__ASSIGNMENT__
Give back, word for word, the lines in the listing below from the one holding "of the mulch" down to the one holding "of the brown", both ends included.

○ ○ ○ ○ ○ ○ ○

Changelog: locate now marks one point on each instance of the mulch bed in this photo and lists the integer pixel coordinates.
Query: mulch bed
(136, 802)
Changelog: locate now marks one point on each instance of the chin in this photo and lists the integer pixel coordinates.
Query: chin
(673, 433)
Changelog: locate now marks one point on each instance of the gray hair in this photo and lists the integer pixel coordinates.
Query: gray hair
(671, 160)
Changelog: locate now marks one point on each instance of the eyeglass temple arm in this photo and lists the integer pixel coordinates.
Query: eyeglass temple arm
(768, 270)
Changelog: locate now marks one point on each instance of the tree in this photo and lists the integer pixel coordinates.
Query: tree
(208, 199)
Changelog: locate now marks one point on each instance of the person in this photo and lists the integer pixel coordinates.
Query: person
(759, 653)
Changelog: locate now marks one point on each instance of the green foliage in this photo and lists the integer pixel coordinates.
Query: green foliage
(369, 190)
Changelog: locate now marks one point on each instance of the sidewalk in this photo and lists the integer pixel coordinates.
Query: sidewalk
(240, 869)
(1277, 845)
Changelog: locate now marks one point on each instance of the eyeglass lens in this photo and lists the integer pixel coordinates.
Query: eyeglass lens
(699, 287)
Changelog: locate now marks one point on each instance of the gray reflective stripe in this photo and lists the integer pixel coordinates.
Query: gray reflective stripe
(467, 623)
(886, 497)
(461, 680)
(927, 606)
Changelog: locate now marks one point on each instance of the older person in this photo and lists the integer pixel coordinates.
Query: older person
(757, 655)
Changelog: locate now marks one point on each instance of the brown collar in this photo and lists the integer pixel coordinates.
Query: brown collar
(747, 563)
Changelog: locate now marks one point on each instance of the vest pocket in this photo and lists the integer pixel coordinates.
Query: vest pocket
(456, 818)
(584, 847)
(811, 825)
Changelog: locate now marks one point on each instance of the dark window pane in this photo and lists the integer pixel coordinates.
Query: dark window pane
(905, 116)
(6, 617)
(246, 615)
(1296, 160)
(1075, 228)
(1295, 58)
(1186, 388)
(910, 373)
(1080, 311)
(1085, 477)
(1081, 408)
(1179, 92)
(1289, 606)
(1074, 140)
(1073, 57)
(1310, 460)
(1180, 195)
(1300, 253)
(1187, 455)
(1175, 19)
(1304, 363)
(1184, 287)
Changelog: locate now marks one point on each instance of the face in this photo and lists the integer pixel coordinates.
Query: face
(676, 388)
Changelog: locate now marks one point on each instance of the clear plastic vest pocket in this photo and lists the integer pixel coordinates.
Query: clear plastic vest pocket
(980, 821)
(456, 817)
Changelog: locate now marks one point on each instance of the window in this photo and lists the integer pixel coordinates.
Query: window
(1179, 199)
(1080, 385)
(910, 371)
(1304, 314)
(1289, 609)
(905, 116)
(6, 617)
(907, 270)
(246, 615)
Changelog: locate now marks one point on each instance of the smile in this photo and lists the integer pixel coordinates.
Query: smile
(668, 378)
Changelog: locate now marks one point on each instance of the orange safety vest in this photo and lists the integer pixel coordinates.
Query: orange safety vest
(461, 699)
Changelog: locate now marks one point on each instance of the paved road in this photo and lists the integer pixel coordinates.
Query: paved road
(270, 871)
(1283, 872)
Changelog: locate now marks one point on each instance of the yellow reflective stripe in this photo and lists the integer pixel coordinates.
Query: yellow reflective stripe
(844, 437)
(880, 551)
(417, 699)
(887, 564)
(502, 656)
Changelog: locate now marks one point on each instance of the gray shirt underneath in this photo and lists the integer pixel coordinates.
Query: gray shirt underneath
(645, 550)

○ ○ ○ ○ ○ ○ ○

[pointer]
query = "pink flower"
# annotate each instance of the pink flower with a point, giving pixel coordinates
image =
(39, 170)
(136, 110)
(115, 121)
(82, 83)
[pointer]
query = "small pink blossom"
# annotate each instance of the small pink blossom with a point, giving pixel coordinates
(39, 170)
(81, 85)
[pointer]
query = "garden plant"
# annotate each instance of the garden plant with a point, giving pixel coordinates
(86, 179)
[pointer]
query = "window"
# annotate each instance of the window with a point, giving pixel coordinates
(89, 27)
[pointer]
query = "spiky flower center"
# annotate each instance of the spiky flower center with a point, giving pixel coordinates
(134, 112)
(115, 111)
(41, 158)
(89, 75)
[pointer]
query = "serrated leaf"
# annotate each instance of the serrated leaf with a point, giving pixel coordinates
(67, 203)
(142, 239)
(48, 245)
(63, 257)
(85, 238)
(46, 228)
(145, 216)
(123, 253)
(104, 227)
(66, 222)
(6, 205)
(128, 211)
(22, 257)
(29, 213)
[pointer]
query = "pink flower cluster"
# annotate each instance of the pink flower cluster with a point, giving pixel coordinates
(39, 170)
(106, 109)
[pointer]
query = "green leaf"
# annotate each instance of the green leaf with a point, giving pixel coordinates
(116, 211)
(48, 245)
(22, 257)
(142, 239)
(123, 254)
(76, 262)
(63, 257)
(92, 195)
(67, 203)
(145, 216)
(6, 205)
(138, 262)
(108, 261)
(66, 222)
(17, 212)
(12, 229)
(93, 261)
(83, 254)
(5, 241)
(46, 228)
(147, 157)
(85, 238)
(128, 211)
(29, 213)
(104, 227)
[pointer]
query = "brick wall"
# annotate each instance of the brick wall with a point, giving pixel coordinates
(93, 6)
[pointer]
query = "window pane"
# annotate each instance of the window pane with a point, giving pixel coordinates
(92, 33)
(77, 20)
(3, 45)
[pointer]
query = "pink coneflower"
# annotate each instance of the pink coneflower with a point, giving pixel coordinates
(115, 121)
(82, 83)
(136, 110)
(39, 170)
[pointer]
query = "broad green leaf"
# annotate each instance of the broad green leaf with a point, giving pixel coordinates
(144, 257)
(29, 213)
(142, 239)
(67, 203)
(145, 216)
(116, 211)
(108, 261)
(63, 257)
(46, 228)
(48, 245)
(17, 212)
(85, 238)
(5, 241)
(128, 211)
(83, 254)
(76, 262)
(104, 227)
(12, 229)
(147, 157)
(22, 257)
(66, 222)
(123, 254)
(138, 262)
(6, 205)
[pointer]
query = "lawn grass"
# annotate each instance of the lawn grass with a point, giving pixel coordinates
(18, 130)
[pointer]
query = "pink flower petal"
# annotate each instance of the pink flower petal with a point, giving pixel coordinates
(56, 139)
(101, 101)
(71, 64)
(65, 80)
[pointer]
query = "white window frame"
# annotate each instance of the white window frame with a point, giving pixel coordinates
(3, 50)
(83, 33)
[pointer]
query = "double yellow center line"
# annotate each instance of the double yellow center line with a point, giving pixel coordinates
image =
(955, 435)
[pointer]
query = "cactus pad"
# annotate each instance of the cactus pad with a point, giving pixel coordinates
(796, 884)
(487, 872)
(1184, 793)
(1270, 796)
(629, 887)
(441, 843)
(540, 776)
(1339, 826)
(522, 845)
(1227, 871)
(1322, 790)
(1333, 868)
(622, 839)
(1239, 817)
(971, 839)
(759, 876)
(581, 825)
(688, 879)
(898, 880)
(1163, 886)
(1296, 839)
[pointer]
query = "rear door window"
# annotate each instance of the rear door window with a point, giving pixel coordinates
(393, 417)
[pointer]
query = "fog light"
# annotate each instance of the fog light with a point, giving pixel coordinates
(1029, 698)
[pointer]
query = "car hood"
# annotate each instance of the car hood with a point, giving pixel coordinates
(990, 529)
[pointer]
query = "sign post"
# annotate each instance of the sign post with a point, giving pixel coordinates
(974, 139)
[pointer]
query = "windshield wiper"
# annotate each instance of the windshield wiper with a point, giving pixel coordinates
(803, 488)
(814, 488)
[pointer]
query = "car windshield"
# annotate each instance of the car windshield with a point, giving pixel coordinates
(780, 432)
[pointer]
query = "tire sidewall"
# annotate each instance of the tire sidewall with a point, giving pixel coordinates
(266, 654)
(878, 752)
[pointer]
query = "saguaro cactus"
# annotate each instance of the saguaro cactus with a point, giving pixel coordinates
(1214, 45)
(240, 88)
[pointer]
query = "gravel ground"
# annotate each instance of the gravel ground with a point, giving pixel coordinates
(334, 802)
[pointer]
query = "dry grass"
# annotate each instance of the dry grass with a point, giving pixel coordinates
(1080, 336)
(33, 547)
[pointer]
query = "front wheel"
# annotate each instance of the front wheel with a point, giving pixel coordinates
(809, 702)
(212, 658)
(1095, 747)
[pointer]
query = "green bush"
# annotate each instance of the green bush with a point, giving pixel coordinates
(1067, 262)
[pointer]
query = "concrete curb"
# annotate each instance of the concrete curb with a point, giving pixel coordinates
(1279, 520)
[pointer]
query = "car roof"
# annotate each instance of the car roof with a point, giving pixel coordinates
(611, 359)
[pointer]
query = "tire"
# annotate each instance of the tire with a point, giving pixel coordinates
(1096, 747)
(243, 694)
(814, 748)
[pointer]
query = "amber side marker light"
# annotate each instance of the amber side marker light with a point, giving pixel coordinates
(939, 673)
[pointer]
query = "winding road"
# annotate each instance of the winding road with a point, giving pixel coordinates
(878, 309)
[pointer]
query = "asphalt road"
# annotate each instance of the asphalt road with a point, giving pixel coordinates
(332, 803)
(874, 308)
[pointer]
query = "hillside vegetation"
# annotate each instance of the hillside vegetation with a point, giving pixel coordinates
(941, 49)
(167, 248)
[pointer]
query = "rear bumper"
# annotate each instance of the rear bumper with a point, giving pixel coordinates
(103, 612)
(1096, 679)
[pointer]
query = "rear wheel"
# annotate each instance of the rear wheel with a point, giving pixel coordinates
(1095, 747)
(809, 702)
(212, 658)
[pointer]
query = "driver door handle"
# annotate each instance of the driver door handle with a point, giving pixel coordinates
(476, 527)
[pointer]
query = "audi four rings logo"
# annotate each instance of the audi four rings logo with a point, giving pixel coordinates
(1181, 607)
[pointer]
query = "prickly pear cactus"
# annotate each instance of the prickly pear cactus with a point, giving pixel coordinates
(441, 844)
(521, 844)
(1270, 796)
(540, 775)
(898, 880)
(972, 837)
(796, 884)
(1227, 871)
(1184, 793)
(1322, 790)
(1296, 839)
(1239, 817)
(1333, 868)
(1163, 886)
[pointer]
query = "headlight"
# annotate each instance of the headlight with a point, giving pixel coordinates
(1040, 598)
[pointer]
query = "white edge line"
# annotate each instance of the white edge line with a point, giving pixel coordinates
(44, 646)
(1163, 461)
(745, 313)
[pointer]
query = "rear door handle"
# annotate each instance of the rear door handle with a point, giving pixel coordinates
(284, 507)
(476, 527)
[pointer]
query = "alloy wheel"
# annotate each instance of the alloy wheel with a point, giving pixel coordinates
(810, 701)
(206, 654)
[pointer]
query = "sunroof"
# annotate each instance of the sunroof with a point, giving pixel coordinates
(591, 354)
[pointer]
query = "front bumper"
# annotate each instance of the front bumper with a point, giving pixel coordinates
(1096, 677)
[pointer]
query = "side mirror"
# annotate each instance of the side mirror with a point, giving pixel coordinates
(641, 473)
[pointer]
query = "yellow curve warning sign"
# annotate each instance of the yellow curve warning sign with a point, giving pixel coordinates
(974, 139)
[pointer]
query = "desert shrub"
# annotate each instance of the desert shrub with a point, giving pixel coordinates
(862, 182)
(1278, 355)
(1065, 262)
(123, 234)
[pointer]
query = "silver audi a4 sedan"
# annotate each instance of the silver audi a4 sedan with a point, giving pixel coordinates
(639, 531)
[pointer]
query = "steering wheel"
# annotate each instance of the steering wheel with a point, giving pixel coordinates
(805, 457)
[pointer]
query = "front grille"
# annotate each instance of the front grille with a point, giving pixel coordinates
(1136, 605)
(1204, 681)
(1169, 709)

○ ○ ○ ○ ○ ○ ○

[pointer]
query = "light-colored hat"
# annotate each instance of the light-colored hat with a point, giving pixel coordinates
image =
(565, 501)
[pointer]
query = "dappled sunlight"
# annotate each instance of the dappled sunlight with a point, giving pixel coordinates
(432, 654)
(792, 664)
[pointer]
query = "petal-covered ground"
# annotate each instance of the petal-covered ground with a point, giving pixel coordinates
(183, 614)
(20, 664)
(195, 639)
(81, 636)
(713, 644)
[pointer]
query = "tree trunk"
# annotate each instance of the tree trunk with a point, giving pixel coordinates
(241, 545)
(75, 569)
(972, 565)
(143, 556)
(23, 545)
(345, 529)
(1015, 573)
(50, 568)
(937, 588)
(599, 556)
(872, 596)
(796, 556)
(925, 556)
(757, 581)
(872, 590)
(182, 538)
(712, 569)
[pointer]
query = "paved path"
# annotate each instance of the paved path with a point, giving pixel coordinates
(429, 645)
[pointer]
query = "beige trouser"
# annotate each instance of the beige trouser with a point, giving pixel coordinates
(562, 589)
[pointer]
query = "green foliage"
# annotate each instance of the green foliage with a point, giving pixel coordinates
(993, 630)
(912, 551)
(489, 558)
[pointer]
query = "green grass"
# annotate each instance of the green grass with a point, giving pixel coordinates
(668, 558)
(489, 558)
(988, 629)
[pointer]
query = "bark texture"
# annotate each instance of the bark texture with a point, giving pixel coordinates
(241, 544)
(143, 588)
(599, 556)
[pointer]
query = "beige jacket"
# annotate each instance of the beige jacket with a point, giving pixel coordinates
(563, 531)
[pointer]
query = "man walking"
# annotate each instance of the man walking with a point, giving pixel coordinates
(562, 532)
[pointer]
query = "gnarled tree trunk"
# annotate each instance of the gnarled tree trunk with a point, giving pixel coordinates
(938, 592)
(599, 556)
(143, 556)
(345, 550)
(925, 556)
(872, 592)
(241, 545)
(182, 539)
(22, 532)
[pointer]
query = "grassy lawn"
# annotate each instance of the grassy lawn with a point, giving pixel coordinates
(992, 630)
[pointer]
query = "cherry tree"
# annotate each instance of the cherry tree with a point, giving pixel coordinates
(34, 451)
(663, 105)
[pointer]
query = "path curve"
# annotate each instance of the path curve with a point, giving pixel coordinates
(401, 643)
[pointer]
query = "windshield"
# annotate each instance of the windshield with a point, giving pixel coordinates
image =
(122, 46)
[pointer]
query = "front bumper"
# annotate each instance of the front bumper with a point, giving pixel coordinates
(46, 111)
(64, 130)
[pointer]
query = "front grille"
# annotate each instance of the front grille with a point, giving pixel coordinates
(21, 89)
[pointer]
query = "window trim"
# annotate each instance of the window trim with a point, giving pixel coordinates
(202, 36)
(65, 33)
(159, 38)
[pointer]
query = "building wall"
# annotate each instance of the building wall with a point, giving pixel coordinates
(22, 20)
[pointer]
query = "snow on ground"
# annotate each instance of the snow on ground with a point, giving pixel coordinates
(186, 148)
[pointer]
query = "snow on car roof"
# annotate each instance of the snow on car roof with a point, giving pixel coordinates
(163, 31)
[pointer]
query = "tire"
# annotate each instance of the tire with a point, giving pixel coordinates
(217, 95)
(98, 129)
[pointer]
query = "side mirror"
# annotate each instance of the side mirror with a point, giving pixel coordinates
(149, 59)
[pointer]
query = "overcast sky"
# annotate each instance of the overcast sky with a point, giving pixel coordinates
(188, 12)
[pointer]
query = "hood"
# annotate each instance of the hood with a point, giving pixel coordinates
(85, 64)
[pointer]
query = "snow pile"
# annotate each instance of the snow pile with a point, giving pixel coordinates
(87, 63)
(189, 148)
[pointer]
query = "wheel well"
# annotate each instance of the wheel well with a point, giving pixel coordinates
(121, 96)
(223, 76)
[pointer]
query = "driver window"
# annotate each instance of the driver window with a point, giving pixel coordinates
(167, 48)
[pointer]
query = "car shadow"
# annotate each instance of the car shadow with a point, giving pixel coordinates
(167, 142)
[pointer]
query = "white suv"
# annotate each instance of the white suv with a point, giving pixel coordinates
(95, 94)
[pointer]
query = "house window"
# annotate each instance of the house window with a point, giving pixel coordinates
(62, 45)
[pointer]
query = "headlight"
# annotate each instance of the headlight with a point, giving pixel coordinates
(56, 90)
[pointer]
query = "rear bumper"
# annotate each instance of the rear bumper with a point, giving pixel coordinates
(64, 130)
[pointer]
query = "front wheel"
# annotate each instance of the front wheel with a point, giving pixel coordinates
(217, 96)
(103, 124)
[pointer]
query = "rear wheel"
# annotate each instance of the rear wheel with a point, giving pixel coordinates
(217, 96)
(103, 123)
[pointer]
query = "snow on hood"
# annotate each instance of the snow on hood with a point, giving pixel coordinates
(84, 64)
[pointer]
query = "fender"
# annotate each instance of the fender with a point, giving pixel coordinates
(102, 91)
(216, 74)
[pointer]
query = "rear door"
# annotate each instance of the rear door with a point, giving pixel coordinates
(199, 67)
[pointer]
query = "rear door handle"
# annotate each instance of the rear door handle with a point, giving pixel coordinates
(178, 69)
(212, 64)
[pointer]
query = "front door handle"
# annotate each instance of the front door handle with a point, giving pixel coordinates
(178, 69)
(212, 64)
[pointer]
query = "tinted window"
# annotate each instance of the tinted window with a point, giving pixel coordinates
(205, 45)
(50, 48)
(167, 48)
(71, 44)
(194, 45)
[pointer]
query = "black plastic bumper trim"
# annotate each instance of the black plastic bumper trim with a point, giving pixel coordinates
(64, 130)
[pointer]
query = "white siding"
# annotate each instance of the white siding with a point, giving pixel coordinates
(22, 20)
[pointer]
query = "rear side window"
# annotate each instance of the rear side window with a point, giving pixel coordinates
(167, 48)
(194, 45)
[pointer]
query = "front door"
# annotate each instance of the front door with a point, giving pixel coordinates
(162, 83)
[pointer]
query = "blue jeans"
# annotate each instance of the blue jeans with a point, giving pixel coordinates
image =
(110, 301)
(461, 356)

○ ○ ○ ○ ○ ○ ○

__RESULT FOR THIS TASK__
Changelog: locate now marks one point on each instance of the mulch bed in this photo and lists the integer pixel coordinates.
Query: mulch bed
(136, 802)
Changelog: locate now marks one point on each instance of the chin in this photo and lists the integer pixel coordinates.
Query: chin
(673, 433)
Changelog: locate now marks one point on each instance of the gray hair in this photo and lists the integer pixel coordinates.
Query: gray hair
(671, 160)
Changelog: locate now marks one point on each instance of the eyeglass temple arm in this photo and lists the integer pixel coordinates.
Query: eyeglass temple arm
(768, 270)
Changelog: locate now marks one point on each instance of the tree in this photo and lists the integer pixel coordinates.
Query: tree
(208, 199)
Changelog: locate now marks one point on each instance of the person in this photo and lists the integer pixel coordinates.
Query: person
(759, 653)
Changelog: locate now marks one point on each instance of the green foliage in this photo and lists the integer pixel coordinates.
Query: green foliage
(369, 190)
Changelog: locate now marks one point on each instance of the sidewalk in this photo and lists the integer pixel coordinates.
Query: sidewalk
(240, 869)
(1277, 845)
Changelog: locate now marks one point on each instance of the eyeglass lens in this photo and lists the integer pixel coordinates.
Query: eyeglass lens
(699, 287)
Changelog: locate now marks one point on each instance of the gray reflective stripe in this photo and lists the integer pixel coordinates.
Query: gray reflective stripe
(467, 623)
(886, 497)
(461, 680)
(927, 606)
Changelog: locate now marks one point on each instance of the older person in this photo and lists the integer pixel coordinates.
Query: older person
(757, 655)
Changelog: locate now marks one point on each instance of the brown collar in this photo and lists the integer pixel coordinates.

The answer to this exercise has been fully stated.